» **Written request a**
In the passage below, what does the inequality of justifications of standards suggest is the folk norm?

» **Given text**
The
article “Folk Moral Relativism” attempts to use empirical means
to show that previous studies, which concluded that most were moral objectivists, arrived at that conclusion by looking at the same
culture as the respondents, and that by expanding the study to
include other cultures they hoped to show that people hold a
relativistic view of morality. However,
while their studies may show that there is a common tendency to view
that cultures hold different moral standards, the inequality of
justifications of standards suggests objectivism is the folk norm.
Before
examining the article, it would be useful to understand the meaning
of Moral Relativism (MR), and Moral Objectivism (MO) in this context.

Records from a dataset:

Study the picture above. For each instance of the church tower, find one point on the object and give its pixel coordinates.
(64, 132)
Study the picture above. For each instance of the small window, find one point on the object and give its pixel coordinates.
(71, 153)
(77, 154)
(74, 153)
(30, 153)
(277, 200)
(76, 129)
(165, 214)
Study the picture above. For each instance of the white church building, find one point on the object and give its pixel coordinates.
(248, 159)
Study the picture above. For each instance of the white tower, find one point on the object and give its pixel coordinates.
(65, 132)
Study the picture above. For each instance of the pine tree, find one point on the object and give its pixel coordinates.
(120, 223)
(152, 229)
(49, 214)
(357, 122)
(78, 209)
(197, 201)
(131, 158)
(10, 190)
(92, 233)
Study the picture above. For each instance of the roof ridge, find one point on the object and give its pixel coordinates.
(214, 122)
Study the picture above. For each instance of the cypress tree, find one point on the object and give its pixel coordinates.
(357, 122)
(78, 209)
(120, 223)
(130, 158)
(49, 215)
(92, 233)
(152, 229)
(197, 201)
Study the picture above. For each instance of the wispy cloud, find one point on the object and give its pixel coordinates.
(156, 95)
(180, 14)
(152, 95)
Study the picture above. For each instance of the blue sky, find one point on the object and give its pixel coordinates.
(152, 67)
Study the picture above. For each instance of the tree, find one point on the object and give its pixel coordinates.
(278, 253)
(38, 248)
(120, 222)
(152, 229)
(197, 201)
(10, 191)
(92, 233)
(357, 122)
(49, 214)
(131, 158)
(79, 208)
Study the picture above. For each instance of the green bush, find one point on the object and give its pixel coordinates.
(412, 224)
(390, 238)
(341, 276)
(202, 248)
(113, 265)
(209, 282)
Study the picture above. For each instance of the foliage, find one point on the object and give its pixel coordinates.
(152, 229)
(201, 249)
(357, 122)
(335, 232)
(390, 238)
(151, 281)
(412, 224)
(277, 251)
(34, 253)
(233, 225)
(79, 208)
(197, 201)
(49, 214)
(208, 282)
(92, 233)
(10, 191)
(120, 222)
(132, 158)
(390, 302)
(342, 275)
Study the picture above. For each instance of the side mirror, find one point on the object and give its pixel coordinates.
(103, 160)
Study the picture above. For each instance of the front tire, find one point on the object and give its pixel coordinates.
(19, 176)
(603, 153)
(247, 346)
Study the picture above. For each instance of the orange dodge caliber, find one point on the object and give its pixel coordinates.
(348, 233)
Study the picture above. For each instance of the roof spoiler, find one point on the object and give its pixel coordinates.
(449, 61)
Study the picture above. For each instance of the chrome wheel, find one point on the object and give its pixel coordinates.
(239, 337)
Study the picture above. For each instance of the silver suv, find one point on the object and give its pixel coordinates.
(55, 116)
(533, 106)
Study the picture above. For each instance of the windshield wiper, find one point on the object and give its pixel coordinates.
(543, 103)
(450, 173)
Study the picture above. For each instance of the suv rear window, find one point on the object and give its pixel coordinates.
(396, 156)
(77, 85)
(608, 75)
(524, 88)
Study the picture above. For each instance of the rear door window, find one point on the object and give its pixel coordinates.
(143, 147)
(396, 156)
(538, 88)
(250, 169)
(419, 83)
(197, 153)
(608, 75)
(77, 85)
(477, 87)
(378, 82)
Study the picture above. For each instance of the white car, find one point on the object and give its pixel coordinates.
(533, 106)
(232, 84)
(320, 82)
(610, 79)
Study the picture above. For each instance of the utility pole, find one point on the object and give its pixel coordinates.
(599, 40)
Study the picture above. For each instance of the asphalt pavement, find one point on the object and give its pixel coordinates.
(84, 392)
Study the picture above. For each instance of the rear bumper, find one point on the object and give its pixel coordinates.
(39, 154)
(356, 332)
--
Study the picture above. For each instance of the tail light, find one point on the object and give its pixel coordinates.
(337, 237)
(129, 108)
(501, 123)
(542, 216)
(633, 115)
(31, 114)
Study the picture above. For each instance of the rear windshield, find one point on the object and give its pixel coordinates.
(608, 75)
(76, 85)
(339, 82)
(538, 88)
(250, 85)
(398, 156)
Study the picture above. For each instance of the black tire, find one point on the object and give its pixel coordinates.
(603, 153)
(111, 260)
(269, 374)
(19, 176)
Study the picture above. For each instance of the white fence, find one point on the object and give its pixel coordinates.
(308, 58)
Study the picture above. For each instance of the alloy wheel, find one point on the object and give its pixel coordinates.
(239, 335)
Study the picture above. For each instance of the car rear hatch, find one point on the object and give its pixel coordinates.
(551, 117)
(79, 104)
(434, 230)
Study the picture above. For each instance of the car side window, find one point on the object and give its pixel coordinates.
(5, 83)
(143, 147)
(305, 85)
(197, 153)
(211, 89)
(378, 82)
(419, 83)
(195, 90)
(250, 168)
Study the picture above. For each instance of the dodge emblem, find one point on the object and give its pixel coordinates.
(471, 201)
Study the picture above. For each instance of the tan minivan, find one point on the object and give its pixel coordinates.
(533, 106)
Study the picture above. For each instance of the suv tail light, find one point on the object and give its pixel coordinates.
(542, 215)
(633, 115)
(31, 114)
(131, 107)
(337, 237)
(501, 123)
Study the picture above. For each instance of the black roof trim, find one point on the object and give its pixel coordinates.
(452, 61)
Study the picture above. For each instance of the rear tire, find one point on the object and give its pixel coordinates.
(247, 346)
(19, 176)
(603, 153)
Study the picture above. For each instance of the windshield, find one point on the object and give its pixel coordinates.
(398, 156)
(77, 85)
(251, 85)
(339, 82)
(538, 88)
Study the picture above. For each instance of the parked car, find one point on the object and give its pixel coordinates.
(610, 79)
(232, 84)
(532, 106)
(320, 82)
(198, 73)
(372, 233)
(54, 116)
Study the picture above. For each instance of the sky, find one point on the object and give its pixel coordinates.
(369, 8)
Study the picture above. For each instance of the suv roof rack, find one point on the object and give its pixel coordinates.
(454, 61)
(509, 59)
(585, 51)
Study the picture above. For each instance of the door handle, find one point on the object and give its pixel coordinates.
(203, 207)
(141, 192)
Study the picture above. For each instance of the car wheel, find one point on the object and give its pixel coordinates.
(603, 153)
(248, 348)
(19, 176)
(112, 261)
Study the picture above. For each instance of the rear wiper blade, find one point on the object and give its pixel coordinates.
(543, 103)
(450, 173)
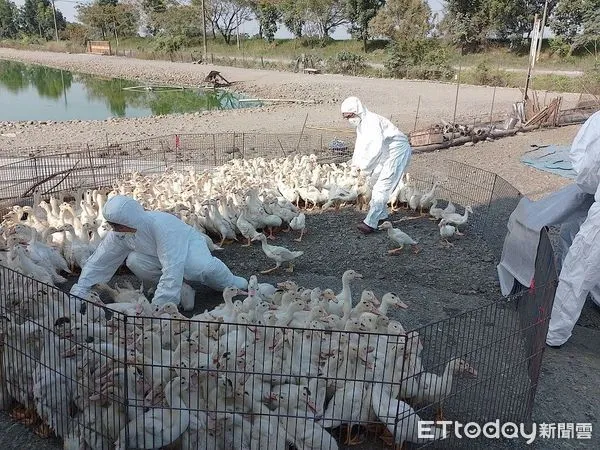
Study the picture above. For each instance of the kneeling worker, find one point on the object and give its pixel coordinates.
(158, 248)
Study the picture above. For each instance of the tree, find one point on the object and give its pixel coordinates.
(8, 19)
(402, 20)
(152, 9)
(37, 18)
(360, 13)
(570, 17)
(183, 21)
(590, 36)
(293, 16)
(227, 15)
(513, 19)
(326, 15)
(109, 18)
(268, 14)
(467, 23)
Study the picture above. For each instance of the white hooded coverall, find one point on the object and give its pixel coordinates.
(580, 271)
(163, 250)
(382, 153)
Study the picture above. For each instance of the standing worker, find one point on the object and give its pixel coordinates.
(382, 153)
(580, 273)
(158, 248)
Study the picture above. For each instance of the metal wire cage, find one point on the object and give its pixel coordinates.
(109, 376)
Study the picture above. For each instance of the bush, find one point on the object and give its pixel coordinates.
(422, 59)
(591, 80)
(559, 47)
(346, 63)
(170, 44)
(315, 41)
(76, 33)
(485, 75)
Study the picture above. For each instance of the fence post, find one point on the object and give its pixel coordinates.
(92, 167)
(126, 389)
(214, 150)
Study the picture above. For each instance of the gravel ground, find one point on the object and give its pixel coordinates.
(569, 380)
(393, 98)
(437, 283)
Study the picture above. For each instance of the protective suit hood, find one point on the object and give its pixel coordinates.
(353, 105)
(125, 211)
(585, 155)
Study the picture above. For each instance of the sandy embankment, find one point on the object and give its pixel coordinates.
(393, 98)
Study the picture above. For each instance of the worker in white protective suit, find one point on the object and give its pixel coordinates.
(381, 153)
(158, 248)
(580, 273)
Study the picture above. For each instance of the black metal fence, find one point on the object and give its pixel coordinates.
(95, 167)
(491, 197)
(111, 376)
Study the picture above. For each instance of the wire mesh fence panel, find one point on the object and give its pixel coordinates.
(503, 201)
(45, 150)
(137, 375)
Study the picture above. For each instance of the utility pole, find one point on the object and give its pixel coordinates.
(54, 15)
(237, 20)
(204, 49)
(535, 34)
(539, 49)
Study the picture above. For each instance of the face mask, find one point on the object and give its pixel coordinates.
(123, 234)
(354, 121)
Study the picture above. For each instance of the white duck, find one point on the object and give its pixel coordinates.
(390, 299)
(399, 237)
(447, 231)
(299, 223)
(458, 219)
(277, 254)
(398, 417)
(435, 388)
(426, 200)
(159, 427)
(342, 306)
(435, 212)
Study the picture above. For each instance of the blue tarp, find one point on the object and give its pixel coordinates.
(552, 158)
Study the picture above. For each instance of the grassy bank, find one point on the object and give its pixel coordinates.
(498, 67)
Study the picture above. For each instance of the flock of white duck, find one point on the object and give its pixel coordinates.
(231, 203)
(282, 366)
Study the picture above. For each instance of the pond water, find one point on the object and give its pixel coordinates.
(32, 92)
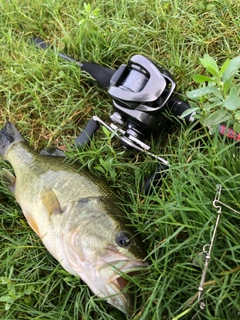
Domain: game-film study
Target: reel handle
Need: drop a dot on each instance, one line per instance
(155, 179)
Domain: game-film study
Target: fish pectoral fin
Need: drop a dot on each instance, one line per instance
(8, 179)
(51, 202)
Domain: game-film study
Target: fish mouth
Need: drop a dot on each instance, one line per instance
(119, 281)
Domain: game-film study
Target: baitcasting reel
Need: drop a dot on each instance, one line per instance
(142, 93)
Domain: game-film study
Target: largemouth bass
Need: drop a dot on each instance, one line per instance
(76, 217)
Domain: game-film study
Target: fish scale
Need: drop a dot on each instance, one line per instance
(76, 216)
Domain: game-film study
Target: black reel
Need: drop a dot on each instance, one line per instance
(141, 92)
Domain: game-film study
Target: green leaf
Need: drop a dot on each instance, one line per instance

» **Written request b**
Select every line of the entries above that contains the word "church", treating case as significant.

» **Written solution a**
Objectivism.

» **Written solution b**
Study the picture above. For each instance of the church tower, find one point on the object and give its pixel coordinates.
Study the picture above. For each instance of the white church building, find one point on the object and give its pixel coordinates.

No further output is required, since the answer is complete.